What to produce:
Please pick out every line of the records that contains the word "camera" and copy each one. Case counts.

Available data:
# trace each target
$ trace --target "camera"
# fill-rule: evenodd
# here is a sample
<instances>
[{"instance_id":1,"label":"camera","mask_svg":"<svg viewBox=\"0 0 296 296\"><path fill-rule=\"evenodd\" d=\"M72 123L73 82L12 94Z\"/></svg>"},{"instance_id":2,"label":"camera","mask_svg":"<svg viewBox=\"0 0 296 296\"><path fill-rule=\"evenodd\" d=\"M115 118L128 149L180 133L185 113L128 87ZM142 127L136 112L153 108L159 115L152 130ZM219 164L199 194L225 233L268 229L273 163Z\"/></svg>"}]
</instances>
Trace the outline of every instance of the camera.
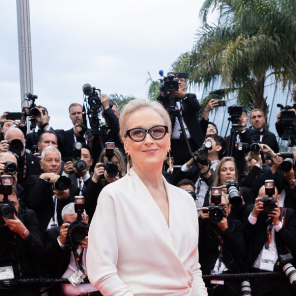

Complete answer:
$ trace --target "camera"
[{"instance_id":1,"label":"camera","mask_svg":"<svg viewBox=\"0 0 296 296\"><path fill-rule=\"evenodd\" d=\"M72 123L73 82L12 94Z\"/></svg>"},{"instance_id":2,"label":"camera","mask_svg":"<svg viewBox=\"0 0 296 296\"><path fill-rule=\"evenodd\" d=\"M115 118L128 149L180 133L185 113L128 87ZM142 127L136 112L153 108L159 115L152 130ZM219 164L199 194L225 233L268 229L273 163Z\"/></svg>"}]
Trace the outline of every instance of the camera.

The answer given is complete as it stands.